▸ DOCUMENT TEXT
┌────────

What Jim refers to as "that sound," the atmospheric hum of the 80s television, is also, importantly, an example of a phenomenon produced by a very historically specific technology, a particular type of television that is no longer with us very much in 2020. This makes Vox not just a record of feelings, but also a record, or perhaps a history, of technology. I feel like this is a Fredric Jameson kind of point to make: this novel historicises its affects by anchoring them to their specific technological conditions and enablers. It is a history of the technology of desire.
On the final page, when Jim and Abby are considering exchanging their actual phone numbers, Abby says "Let me absorb the strangeness," which is a very richly loaded metatextual point with which to finish up (169). Strangeness connotes to me the concept of 'estrangement,' the Russian formalist process of defamiliarisation that arguably constitutes the fundamental impetus of all poetry: things that are familiar are made strange again purely by the energy that an aesthetic discourse brings to them by the attention and power of its description. Abby is literally describing simply the strangeness of this very long telephone call, but it makes sense to me that this strangeness could be cashed out as a kind of defamiliarisation, a breaking down of social conventions as well as an exchange of entirely alien private fantasies about shared features of public life. Jim and Abby both engage in highly aesthetic acts of erotically charged description (and the erotism perhaps simply serves to render obvious and comprehensible the aforementioned energy that aesthetic discourse possesses and which is being represented in the novel) and in the course of doing so they defamiliarise the stereo, the television, and the telephone, all of which become strange handmaidens to their desire. However, a moment later Abby changes her mind a little and says "I guess nothing," in response to Jim asking what is strange about the situation (169). This is like the revelation that, while desire and technology are both historically delimited phenomena, there is a persistent, and familiar, underlying force, perhaps the body itself and its drives, both erotic and aesthetic, that will always be engaged in this strange dialectic with technology, that will always be willing to fall in love with a stranger over the telephone.

└────────

▸ EXTRACTED MATERIAL
┌────────

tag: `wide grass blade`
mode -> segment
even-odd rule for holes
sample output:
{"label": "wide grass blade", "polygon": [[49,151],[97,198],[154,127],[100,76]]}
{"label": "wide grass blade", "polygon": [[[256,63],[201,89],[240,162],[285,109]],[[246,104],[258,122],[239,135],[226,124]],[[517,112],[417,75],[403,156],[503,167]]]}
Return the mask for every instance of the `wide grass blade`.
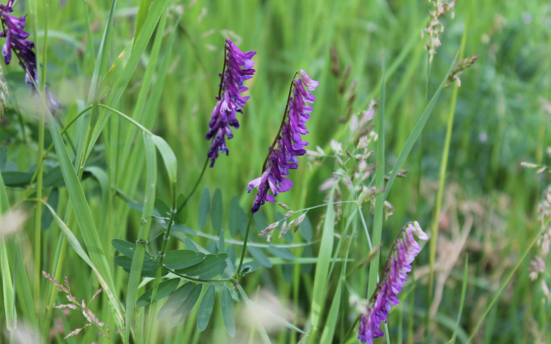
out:
{"label": "wide grass blade", "polygon": [[[155,144],[150,135],[144,133],[143,141],[145,150],[146,175],[145,194],[144,199],[144,205],[142,212],[142,225],[138,234],[138,239],[142,242],[147,242],[151,227],[152,214],[155,204],[155,185],[157,182],[157,152]],[[126,328],[125,333],[126,343],[129,342],[130,330],[134,316],[134,308],[136,304],[138,286],[139,284],[142,266],[143,264],[143,256],[145,253],[145,247],[143,244],[137,245],[132,265],[130,269],[130,276],[128,277],[128,287],[126,296]]]}
{"label": "wide grass blade", "polygon": [[[98,231],[96,230],[95,225],[92,219],[91,212],[86,201],[82,185],[71,163],[69,154],[60,134],[57,124],[50,112],[46,111],[46,112],[50,131],[56,148],[56,154],[59,160],[60,166],[61,167],[63,180],[69,194],[75,218],[78,223],[79,228],[80,228],[83,238],[90,254],[90,259],[95,266],[101,278],[105,281],[107,288],[111,291],[115,290],[115,285],[111,278],[109,266],[104,253],[99,237],[98,236]],[[118,299],[115,298],[114,296],[112,296],[111,298],[110,298],[111,299],[116,313],[115,318],[118,319],[117,322],[122,327],[123,318],[120,303]]]}
{"label": "wide grass blade", "polygon": [[[382,78],[381,86],[381,100],[379,111],[379,121],[377,122],[377,166],[375,169],[375,187],[381,190],[385,185],[385,95],[386,89],[386,78],[385,70],[384,53],[381,57]],[[385,196],[382,192],[375,196],[375,208],[373,215],[373,230],[371,232],[371,247],[377,247],[381,243],[382,233],[382,213],[385,206]],[[371,297],[379,282],[379,250],[377,250],[369,264],[369,282],[368,285],[367,298]]]}
{"label": "wide grass blade", "polygon": [[[80,245],[80,243],[78,242],[78,240],[77,237],[74,236],[73,232],[71,232],[69,227],[67,226],[65,222],[63,222],[57,214],[56,214],[56,211],[53,210],[49,204],[45,202],[42,200],[37,200],[39,201],[45,205],[46,205],[50,211],[52,213],[52,215],[53,216],[53,219],[57,224],[58,227],[61,230],[65,237],[67,238],[67,242],[69,245],[71,245],[71,248],[77,253],[77,254],[79,255],[82,259],[89,266],[92,268],[92,270],[96,274],[98,277],[98,279],[100,281],[100,284],[101,285],[101,287],[104,288],[104,291],[107,294],[107,297],[109,298],[109,300],[111,301],[111,304],[113,305],[113,307],[115,309],[116,312],[117,316],[115,319],[117,318],[120,319],[121,323],[122,321],[122,314],[120,311],[120,303],[118,301],[118,299],[116,298],[115,295],[113,293],[112,291],[114,288],[109,285],[109,282],[104,277],[104,276],[100,272],[96,265],[92,262],[90,258],[89,258],[88,255],[87,254],[86,252],[84,251],[84,249],[82,248]],[[90,250],[88,250],[90,252]],[[110,278],[111,275],[109,275]],[[118,322],[118,321],[117,321]]]}
{"label": "wide grass blade", "polygon": [[[461,39],[461,47],[459,52],[460,60],[463,58],[465,53],[465,45],[467,43],[467,36],[469,29],[469,19],[471,17],[471,9],[472,7],[472,0],[469,0],[468,8],[467,12],[467,19],[465,20],[465,27],[463,30],[463,36]],[[440,224],[440,208],[442,206],[442,199],[444,198],[444,185],[446,184],[446,173],[447,171],[448,156],[450,154],[452,130],[453,128],[453,118],[455,117],[455,107],[457,102],[457,94],[458,93],[459,86],[457,84],[455,84],[453,86],[450,112],[448,114],[447,124],[446,127],[446,138],[444,139],[444,146],[442,150],[442,160],[440,161],[440,170],[438,177],[438,191],[436,193],[434,211],[433,212],[433,221],[430,226],[430,243],[429,254],[429,266],[430,269],[429,275],[429,293],[431,293],[432,291],[434,279],[434,264],[436,258],[436,245],[438,243],[438,227]],[[430,297],[430,295],[429,294]]]}
{"label": "wide grass blade", "polygon": [[[6,192],[2,173],[0,173],[0,216],[7,213],[9,210],[8,195]],[[23,261],[20,264],[23,264]],[[4,241],[4,236],[2,233],[0,233],[0,269],[2,269],[2,285],[4,297],[6,326],[8,331],[12,331],[15,329],[17,323],[17,314],[15,313],[15,306],[14,303],[15,294],[12,282],[12,275],[9,270],[9,261],[8,260],[6,242]]]}
{"label": "wide grass blade", "polygon": [[337,283],[337,290],[333,297],[333,301],[331,302],[331,307],[329,309],[329,313],[327,319],[325,321],[325,326],[323,327],[323,332],[321,334],[321,341],[320,343],[331,343],[333,340],[333,336],[335,333],[335,329],[337,327],[337,320],[339,315],[339,309],[341,308],[341,298],[342,294],[343,283],[341,280],[339,280]]}
{"label": "wide grass blade", "polygon": [[430,101],[429,102],[428,104],[427,104],[426,107],[425,108],[425,111],[423,112],[423,114],[421,115],[421,117],[420,117],[419,119],[417,121],[417,123],[415,123],[415,127],[413,128],[413,130],[408,137],[408,139],[406,141],[406,144],[404,145],[404,148],[402,148],[402,150],[400,151],[400,155],[398,155],[398,159],[396,159],[396,162],[394,164],[394,167],[392,168],[392,172],[390,174],[390,177],[388,178],[388,181],[387,182],[386,186],[385,188],[385,199],[386,199],[387,197],[388,196],[388,193],[390,192],[390,189],[392,187],[392,184],[394,183],[394,181],[396,179],[396,177],[398,176],[398,172],[402,167],[402,165],[403,164],[404,161],[406,161],[406,158],[407,157],[409,152],[411,151],[412,148],[413,148],[413,145],[415,144],[415,141],[417,140],[417,139],[419,138],[419,135],[421,134],[421,132],[425,127],[425,124],[426,124],[426,121],[428,121],[429,117],[430,116],[430,114],[433,112],[433,109],[434,108],[434,106],[436,103],[436,101],[438,100],[438,98],[440,96],[442,89],[447,82],[448,75],[450,75],[450,73],[455,66],[455,62],[456,59],[456,58],[454,59],[453,62],[452,62],[451,64],[450,65],[450,68],[448,69],[447,72],[446,73],[446,75],[444,75],[442,83],[440,83],[440,85],[438,87],[436,92],[434,92],[434,94],[433,95],[433,97],[430,99]]}
{"label": "wide grass blade", "polygon": [[[132,52],[130,54],[130,57],[128,58],[128,61],[126,65],[125,65],[125,68],[118,80],[117,80],[115,85],[111,90],[111,93],[110,94],[109,96],[109,104],[114,106],[118,102],[125,89],[126,88],[126,86],[130,81],[131,77],[134,74],[134,71],[138,66],[138,63],[142,57],[142,54],[143,53],[145,47],[147,46],[147,43],[149,41],[149,39],[153,33],[153,30],[157,25],[157,22],[159,21],[159,18],[160,18],[161,14],[164,11],[166,10],[168,3],[168,0],[159,0],[154,1],[152,3],[151,7],[145,16],[145,19],[144,20],[142,30],[140,31],[139,35],[134,40]],[[88,151],[86,152],[85,159],[88,159],[88,157],[91,152],[92,148],[98,140],[98,138],[99,137],[100,134],[101,130],[103,130],[104,127],[107,123],[107,120],[109,118],[109,113],[105,113],[104,112],[100,115],[99,121],[94,128],[91,140],[90,143],[90,144],[88,147]]]}
{"label": "wide grass blade", "polygon": [[325,292],[326,291],[325,285],[327,280],[327,273],[329,271],[329,265],[331,258],[331,252],[333,251],[333,241],[334,237],[335,210],[333,207],[334,193],[334,189],[333,189],[331,190],[329,195],[327,210],[325,213],[325,222],[323,225],[323,231],[321,237],[321,243],[320,244],[319,252],[323,253],[318,255],[317,265],[316,265],[316,274],[314,276],[311,311],[310,312],[312,330],[310,332],[309,342],[311,342],[311,340],[313,341],[315,338],[318,326],[319,326],[320,319],[323,311]]}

└────────

▸ EXERCISE INSTRUCTIONS
1. In the text on Vox, which three objects do Jim and Abby defamiliarise?
2. Write out everything in the text on Vox from "What Jim refers" down to "technology of desire.".

▸ ANSWERS FOR THE TASKS
1. The stereo, the television, and the telephone.

2.
What Jim refers to as "that sound," the atmospheric hum of the 80s television, is also, importantly, an example of a phenomenon produced by a very historically specific technology, a particular type of television that is no longer with us very much in 2020. This makes Vox not just a record of feelings, but also a record, or perhaps a history, of technology. I feel like this is a Fredric Jameson kind of point to make: this novel historicises its affects by anchoring them to their specific technological conditions and enablers. It is a history of the technology of desire.